(Beginning of Text block)
What is it like to live in Wichita, KS?
I enjoyed living in Wichita from 2010–2014 (5 years+ total). One of the things I enjoyed the most about it was that it had a kind of big city feel without being a big city. And if you even need to take the next step up to big city experiences, you are only 3 hours away from both Kansas City and Oklahoma City, both of which have a lot of neat things to do as well.
Infrastructure: The city hardly has any traffic, though there are a couple specific exits that bind up during rush hour. But you are never more than 25 minutes from anywhere because of a relatively efficient interstate/belt route system. There are sufficient numbers of schools and hospitals, and the health care system actually has very good outcomes. Contrary to a comment elsewhere, I found that Wichita had a lot of variety in the type of food, and outside of fast food, wasn’t really franchise-heavy except for local franchises. I have lived and travelled all over the world and some of my favourite places to eat are in Wichita, Kansas. There are bowling alleys, movie theatres, plenty of malls, speciality stores, eateries, museums, theatre/playhouses, concert halls, activities, etc. so that you won’t be bored. My wife and I stayed busy with at least one major activity a month (operas, minor league baseball games, symphonies, play, movie, cultural festivals, exhibition, etc.).
(End of Text block)
(Beginning of Listed entries)
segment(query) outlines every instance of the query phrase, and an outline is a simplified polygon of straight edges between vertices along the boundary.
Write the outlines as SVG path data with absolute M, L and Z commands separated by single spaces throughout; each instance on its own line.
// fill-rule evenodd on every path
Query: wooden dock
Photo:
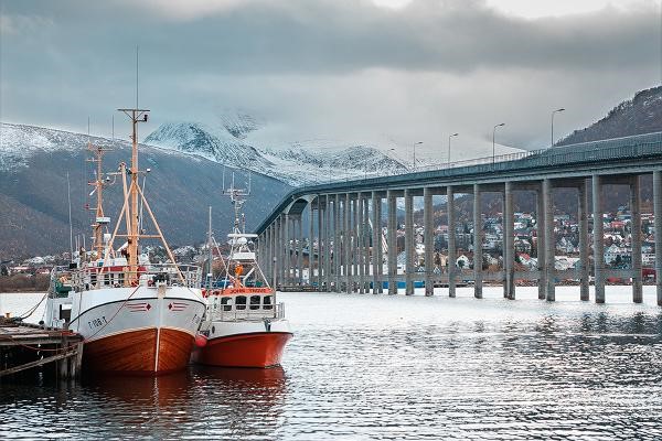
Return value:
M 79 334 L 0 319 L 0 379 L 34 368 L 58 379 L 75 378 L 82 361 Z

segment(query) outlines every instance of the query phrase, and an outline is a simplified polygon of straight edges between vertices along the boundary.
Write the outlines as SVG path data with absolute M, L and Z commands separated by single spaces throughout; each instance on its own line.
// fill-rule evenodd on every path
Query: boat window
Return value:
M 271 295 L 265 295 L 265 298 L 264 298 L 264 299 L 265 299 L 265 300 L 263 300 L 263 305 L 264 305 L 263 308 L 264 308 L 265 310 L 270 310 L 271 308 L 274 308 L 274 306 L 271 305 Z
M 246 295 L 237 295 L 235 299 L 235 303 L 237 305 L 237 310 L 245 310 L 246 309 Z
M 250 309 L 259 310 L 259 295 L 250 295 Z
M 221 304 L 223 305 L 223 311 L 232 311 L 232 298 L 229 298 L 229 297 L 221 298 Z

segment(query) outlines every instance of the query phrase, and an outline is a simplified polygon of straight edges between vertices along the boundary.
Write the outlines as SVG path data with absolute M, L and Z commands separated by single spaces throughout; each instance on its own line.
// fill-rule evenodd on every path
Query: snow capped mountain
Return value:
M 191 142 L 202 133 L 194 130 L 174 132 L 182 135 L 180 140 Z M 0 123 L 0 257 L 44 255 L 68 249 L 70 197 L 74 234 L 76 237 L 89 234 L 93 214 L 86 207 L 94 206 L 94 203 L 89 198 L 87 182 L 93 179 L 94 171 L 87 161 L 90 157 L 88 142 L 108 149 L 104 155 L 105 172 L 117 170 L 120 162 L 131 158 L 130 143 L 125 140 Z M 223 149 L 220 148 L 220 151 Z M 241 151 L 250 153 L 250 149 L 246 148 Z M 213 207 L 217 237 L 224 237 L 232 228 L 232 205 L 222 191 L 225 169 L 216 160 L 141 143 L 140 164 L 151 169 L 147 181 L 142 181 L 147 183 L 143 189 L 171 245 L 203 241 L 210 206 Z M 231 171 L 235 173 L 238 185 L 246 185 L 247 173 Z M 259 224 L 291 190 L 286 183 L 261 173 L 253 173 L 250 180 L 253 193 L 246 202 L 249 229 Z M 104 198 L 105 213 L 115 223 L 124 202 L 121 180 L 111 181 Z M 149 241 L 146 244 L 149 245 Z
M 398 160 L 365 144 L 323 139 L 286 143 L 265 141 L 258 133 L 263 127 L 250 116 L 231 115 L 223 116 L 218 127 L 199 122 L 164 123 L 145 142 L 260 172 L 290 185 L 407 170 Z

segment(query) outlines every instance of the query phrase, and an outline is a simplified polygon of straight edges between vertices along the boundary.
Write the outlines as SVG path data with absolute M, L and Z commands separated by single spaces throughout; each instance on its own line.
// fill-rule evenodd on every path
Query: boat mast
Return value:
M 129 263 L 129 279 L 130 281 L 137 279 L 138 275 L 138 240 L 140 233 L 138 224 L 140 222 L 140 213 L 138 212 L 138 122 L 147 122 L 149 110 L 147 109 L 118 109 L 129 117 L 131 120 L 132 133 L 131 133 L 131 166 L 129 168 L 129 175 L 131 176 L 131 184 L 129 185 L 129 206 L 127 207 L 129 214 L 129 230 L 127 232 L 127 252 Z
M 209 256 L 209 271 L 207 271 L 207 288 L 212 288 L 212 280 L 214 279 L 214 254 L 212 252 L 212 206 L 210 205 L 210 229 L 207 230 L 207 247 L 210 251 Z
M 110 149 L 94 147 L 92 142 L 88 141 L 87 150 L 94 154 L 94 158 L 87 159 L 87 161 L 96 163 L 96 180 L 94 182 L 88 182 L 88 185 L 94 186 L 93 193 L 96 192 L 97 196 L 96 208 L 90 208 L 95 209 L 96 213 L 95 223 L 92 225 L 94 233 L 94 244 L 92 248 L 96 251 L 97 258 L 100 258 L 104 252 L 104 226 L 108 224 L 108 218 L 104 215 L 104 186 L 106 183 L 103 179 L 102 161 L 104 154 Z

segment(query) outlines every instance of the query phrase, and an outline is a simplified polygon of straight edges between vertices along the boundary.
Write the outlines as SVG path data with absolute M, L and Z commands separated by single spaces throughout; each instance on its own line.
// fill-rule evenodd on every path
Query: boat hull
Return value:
(End of Listed entries)
> Assigned task 1
In the text on living in Wichita, list the activities given in parentheses as examples of the couple's monthly outings.
> Assigned task 2
Pick up the account of living in Wichita after its final sentence and carry it further.

> Reply 1
operas, minor league baseball games, symphonies, play, movie, cultural festivals, exhibition

> Reply 2
Work/Economy: The city itself if very centered economically on the aerospace industry at large (that is why Wichita is known as the “Air Capital of the World,” so when the industry sneezes, Wichita gets a cold. Rounds of layoffs for companies like Spirit, Cessna & Beechcraft (which are now both owned by Textron), and Learjet are not uncommon, and that can have a profound impact on the economy in general. There are a couple of other large companies in the area that are not in aerospace (notably, Via Christi Health, Koch Industries, Coleman, and Cargill); Coleman and Cargill won’t grow much from where they are, and VCH as a health system will really only grow as the population in general does, and so much of the economic growth power from Wichita comes from Koch Industries, love them or hate them, and other small businesses and cottage industries.